**ARTICLE:**
After the serendipitous discovery of methylrhenium trioxide CH3ReO3 (MTO) in 1979, this compound has been found to be an important active and selective catalyst, able to catalyse a vast variety of reactions, mainly in the liquid phase, that are essential to our lives. Examples of its use are the oxidation of a large amount of organic compounds including olefins, alkenes, aromatics, and sulphur and nitrogen containing compounds; aldehyde olefination and related reactions; and olefin methatesis [1]. Its paramount role in the world of catalysis came not only from the myriad of reactions that MTO catalyses but also because MTO is very easy to synthesise and handle, and it is thermally stable and soluble in practically all sorts of solvents, ranging from pentane to water. When dissolved in water, it has the additional key advantage of making the process environmentally clean, so its use is sought by industry today.

Following an in situ catalytic reaction to reveal the structure of the intermediate species as the reaction progresses has been a long-standing challenge. Achieving this could help researchers develop advanced catalysts with tailor-made properties to enhance selectivity. It is known that methylrhenium dioxide (MDO) is an important intermediate, with strong reducing capabilities, that plays a crucial role in many of the reactions catalysed by MTO. However, until today, its transient existence made it impossible to isolate as a sole structural compound.

To discover the real structure of MTO in solution and elucidate the reaction intermediate MDO during the course of the reaction, we followed the reaction of 20 mM of MTO with 1.6M of H3PO2 in water and acidic medium using the time-resolved stopped-flow/energy-dispersive X-ray absorption near-edge structure (ED-XANES)/UV-visible setup on beamline ID24. The reaction was followed at the Re L3 edge over a period of 90 s with a time resolution of 150 ms. The UV-visible spectrometer was synchronised at the millisecond timescale to gain complementary information and to provide a means of cross-checking the results.

In parallel with the experimental methodology, significant progress has recently been achieved concerning the theoretical analysis of the spectra. In particular, we have developed theoretical algorithms and the software program FitIt [2] for the refinement of the local structure from XANES, which is sensitive to many more structural parameters than EXAFS (more distant coordination shells, in many cases bond angles). For time-resolved data, our approach allows determination of both the percentage of structurally different species as a function of time and the structure of intermediates. This method combines principal component analysis (PCA) of the experimental data, multidimensional interpolation of XANES as a function of structural parameters, and ab initio XANES calculations. FitIt was used here for the analysis of a series of XANES spectra obtained in the time-resolved experiment.

**EXTRACTED DATA:**
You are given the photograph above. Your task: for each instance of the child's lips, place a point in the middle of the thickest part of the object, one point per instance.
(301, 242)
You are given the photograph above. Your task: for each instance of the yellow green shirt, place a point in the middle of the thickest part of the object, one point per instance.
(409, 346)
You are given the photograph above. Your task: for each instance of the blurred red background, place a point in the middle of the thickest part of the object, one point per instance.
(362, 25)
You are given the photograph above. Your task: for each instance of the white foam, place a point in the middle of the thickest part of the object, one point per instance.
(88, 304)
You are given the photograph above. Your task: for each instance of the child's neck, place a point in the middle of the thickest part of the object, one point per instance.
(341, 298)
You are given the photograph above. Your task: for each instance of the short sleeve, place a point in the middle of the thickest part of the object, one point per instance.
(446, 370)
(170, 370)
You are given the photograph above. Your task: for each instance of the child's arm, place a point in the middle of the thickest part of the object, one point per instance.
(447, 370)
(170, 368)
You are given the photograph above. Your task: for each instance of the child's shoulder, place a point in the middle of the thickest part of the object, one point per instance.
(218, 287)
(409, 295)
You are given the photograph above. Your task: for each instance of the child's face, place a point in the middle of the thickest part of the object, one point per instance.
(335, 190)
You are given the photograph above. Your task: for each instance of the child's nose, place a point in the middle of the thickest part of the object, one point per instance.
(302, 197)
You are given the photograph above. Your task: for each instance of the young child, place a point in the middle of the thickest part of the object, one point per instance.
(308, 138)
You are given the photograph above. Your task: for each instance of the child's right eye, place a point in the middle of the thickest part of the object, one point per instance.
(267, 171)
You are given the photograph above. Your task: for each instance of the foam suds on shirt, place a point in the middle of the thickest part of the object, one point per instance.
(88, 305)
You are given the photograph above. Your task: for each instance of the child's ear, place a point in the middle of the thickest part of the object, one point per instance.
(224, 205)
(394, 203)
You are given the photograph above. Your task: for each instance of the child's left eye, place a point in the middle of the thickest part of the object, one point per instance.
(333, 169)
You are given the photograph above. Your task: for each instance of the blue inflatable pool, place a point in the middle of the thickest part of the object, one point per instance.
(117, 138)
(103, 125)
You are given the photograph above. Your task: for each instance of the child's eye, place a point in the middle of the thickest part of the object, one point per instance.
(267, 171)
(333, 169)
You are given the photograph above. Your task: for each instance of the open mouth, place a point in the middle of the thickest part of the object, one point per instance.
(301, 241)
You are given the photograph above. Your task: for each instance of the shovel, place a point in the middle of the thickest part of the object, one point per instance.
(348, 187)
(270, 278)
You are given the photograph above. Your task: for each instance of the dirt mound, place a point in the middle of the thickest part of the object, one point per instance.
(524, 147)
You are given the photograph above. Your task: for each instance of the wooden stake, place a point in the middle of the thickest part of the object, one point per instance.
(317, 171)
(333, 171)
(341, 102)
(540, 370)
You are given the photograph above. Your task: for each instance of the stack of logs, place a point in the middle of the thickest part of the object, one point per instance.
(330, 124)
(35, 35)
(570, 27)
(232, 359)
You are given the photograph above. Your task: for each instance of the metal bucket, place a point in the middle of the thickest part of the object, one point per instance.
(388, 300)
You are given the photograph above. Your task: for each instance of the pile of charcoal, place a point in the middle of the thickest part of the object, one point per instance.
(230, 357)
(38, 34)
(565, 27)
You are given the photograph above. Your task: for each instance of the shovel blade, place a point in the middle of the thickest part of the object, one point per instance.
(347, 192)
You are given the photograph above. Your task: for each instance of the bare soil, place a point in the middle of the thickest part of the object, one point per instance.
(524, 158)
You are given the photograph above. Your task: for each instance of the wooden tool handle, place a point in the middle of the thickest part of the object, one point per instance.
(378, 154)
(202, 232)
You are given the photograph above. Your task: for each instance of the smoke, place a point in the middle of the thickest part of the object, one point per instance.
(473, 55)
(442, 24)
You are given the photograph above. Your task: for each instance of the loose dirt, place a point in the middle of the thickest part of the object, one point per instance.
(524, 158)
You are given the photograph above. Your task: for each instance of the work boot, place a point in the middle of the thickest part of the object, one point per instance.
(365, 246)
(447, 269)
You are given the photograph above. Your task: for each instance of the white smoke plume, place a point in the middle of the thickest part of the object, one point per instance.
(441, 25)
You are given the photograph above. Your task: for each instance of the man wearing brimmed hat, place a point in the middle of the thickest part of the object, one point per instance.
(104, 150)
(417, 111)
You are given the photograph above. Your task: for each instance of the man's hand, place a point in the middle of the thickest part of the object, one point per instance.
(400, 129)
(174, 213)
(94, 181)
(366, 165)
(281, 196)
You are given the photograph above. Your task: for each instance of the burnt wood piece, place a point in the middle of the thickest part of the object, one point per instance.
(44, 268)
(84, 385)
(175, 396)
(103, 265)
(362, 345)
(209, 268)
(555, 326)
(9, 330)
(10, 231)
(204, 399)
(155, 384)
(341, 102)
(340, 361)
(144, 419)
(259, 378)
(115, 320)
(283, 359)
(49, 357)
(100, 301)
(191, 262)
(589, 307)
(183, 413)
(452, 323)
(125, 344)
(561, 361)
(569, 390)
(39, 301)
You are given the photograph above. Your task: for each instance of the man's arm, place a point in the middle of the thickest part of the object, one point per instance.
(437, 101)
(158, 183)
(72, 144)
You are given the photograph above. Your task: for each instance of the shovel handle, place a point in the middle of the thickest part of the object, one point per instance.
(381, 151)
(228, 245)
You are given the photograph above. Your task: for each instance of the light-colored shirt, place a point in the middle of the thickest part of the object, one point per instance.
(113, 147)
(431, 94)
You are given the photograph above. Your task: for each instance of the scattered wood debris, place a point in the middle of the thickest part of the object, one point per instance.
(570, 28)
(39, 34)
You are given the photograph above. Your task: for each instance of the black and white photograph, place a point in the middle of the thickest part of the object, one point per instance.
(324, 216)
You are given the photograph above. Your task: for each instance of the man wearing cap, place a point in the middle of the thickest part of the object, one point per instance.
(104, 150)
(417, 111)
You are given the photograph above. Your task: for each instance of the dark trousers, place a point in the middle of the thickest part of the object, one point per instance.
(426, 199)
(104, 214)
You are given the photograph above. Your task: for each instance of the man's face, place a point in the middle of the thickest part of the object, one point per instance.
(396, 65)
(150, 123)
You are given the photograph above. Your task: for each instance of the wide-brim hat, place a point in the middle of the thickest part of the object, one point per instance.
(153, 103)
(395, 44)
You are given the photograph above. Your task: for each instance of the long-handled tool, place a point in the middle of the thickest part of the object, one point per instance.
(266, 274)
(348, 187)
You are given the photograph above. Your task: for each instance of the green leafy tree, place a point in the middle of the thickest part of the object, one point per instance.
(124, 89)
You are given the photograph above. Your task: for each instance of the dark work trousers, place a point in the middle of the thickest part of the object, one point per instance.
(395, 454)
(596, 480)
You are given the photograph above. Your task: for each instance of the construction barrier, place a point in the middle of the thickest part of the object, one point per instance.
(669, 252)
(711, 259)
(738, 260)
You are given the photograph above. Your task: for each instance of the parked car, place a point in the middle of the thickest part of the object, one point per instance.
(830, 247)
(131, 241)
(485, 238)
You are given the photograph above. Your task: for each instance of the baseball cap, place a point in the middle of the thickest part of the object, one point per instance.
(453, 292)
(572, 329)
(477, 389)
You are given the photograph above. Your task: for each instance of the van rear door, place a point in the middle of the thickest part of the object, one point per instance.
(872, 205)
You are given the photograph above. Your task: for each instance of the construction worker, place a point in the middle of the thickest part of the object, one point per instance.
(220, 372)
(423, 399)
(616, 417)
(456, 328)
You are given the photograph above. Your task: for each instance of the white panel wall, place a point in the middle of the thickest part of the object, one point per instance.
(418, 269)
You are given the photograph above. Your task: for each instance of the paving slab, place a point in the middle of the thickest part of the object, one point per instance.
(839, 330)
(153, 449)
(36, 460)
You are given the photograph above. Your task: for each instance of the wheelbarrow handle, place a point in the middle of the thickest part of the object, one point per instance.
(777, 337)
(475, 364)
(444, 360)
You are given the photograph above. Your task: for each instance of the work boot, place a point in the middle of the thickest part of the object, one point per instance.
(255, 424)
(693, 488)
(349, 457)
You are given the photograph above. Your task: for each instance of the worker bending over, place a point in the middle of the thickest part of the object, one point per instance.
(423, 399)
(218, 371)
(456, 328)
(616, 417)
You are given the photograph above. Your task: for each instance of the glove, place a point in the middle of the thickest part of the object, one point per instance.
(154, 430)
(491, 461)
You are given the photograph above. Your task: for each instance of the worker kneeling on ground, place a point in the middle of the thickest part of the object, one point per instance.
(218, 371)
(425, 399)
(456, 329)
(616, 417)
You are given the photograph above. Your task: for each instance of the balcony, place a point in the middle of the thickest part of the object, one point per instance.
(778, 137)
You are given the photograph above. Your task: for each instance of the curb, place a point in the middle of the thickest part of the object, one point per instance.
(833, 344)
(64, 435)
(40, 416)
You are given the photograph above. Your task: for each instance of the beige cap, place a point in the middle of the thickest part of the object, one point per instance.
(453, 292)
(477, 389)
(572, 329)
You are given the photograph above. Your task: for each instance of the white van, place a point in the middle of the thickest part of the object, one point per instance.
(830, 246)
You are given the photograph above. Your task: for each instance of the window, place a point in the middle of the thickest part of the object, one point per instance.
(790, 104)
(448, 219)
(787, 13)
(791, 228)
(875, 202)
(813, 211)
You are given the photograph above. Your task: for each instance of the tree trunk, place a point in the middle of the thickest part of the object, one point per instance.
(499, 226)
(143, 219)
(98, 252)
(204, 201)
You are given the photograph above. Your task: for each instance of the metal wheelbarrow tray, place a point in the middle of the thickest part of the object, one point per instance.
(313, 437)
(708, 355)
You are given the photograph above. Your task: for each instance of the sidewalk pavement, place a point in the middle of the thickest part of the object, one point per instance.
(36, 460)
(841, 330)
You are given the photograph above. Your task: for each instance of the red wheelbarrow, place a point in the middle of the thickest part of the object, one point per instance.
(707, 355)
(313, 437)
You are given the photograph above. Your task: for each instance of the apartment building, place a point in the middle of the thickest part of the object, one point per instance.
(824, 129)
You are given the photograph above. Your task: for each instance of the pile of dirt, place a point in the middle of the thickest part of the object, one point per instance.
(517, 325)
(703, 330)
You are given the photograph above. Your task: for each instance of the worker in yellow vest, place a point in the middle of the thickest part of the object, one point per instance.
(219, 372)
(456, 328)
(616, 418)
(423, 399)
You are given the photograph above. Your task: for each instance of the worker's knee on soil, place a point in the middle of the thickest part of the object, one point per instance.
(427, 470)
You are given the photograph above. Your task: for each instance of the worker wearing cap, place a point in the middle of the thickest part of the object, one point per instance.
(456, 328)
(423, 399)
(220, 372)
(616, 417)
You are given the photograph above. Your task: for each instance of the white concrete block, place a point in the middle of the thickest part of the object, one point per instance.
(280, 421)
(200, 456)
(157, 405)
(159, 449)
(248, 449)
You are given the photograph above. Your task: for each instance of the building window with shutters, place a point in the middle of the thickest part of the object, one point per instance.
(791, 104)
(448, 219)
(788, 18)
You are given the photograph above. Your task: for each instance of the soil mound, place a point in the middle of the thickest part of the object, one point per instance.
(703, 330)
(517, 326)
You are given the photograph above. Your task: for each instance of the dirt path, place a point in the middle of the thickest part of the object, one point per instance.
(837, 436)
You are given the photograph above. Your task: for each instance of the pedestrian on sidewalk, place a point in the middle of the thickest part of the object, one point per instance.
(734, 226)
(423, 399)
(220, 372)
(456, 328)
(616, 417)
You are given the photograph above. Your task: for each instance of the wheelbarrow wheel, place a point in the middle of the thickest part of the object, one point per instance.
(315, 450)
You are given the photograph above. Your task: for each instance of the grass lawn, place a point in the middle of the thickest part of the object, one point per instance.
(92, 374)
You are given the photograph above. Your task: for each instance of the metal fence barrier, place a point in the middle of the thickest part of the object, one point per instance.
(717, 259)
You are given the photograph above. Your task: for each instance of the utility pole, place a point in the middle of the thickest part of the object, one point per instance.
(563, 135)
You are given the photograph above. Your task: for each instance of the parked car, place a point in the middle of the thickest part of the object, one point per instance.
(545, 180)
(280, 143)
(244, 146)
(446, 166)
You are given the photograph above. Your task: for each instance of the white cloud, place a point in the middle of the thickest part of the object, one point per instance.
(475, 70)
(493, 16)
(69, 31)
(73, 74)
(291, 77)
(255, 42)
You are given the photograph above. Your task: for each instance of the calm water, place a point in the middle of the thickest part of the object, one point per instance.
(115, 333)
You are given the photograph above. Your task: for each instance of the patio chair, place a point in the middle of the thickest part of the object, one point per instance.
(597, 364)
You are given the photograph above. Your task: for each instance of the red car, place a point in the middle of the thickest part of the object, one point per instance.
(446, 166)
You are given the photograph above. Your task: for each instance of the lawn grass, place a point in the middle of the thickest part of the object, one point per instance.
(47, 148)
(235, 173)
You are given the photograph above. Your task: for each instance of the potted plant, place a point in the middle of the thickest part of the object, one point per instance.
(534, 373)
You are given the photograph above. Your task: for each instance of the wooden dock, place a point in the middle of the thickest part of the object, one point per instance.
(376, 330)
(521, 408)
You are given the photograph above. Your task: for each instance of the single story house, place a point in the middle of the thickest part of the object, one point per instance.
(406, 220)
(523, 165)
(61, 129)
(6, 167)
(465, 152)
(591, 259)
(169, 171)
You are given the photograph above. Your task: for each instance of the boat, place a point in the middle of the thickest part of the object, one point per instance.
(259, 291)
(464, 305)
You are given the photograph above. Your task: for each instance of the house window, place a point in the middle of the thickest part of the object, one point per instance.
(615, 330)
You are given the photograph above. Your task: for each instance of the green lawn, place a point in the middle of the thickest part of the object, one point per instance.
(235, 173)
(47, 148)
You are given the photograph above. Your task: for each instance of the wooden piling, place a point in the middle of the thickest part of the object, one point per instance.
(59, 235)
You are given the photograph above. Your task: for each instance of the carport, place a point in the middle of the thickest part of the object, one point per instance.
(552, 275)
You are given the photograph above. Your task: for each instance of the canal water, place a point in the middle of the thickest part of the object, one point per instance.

**EXERCISE TASKS:**
1 > Locate each line of the records that contains the word "face" and copy those lines.
2 > Continue the text on methylrhenium trioxide and its intermediate from the point where it ends.
The records are unrelated to the text on methylrhenium trioxide catalysis.

**TASK-BY-TASK OUTPUTS:**
1 >
You are given the photograph above. Your task: for each instance of the child's face, place a point in the middle of the thickest part of the object, one point per instance.
You are given the photograph above. Your task: for each instance of the man's face, place a point in the middle of the thickest part of the object, one point per instance.

2 >
Fig. 100: Re L3-edge XANES spectra of initial (top) and intermediate (bottom) complexes. Experimental (solid line) and theoretical (dashed line) spectra are shown. Structural models are shown in the insert. Re and C atoms are marked; grey (red) spheres are H (O) atoms.

We found that MTO in water has three water molecules coordinated to the metal. The best-fit values of structural parameters are Re=O distance of 1.69 Å and average Re–OH2 distance of 2.85 Å. These results are in agreement with X-ray diffraction and EXAFS fitting results, which gives credit to this method of determining the structures of unknown species. Furthermore, we found that at this time regime the reaction occurs via one single intermediate species (MDO) before polymeric MTO is formed. The best-fit structural parameters for MDO are Re=O distance of 1.71 Å and average Re–OH2 distance of 2.13 Å. Figure 100 shows theoretical and experimental spectra of both initial and intermediate species and Figure 101 shows the corresponding concentration profiles of the reaction.

Fig. 101: Chemical reaction of MDO polymerisation and concentration profiles for the initial (black), intermediate (red) and final (blue) states.

This significant finding illustrates the power and efficiency of this method of analysis for studying reactions in solution, the main advantage being the possibility to fit the structure of phases that cannot be isolated experimentally. This methodology can therefore be applied not only to chemistry in solution but also to a wide myriad of chemical transformations in heterogeneous environments.



[1] G.S. Owens, J. Arias, and M.M. Abu-Omar, Catal. Today 55, 31 (2000).


Principal publication and authors

G. Smolentsev (a), G. Guilera (b), M. Tromp (c), S. Pascarelli (d) and A.V. Soldatov (a), J. Chem. Phys. 130, 174508 (2009).
(a) Center for Nanoscale Structure of Matter, Southern Federal University, Rostov-on-Don (Russia)
(b) ALBA Synchrotron, Barcelona (Spain)
(c) University of Southampton (UK)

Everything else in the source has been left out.